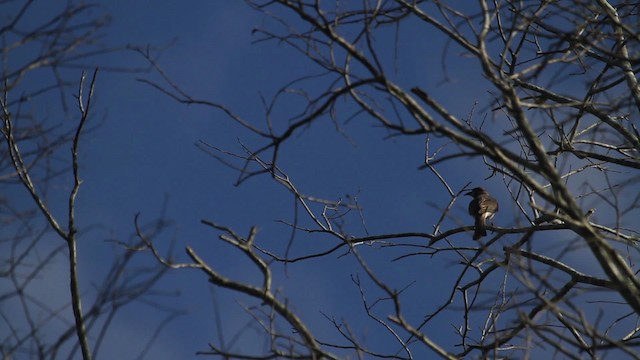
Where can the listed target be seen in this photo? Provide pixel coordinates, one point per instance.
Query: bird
(482, 207)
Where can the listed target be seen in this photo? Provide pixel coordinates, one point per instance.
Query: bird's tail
(480, 229)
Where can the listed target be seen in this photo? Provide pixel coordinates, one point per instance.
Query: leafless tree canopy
(45, 49)
(558, 128)
(554, 123)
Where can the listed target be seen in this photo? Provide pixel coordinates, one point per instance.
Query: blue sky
(143, 156)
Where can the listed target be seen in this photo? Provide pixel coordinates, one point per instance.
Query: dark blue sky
(143, 156)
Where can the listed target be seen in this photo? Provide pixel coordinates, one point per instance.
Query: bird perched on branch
(483, 207)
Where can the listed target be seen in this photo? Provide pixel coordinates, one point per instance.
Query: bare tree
(558, 128)
(43, 59)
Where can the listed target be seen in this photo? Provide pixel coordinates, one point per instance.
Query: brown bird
(483, 207)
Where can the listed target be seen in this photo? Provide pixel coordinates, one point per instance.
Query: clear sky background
(142, 158)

====

**What this task involves**
Which lines in the data contain the string "bird"? Gather every one of them and copy each line out in full.

**Answer below**
Query: bird
Query: bird's tail
Query: bird perched on branch
Query: brown bird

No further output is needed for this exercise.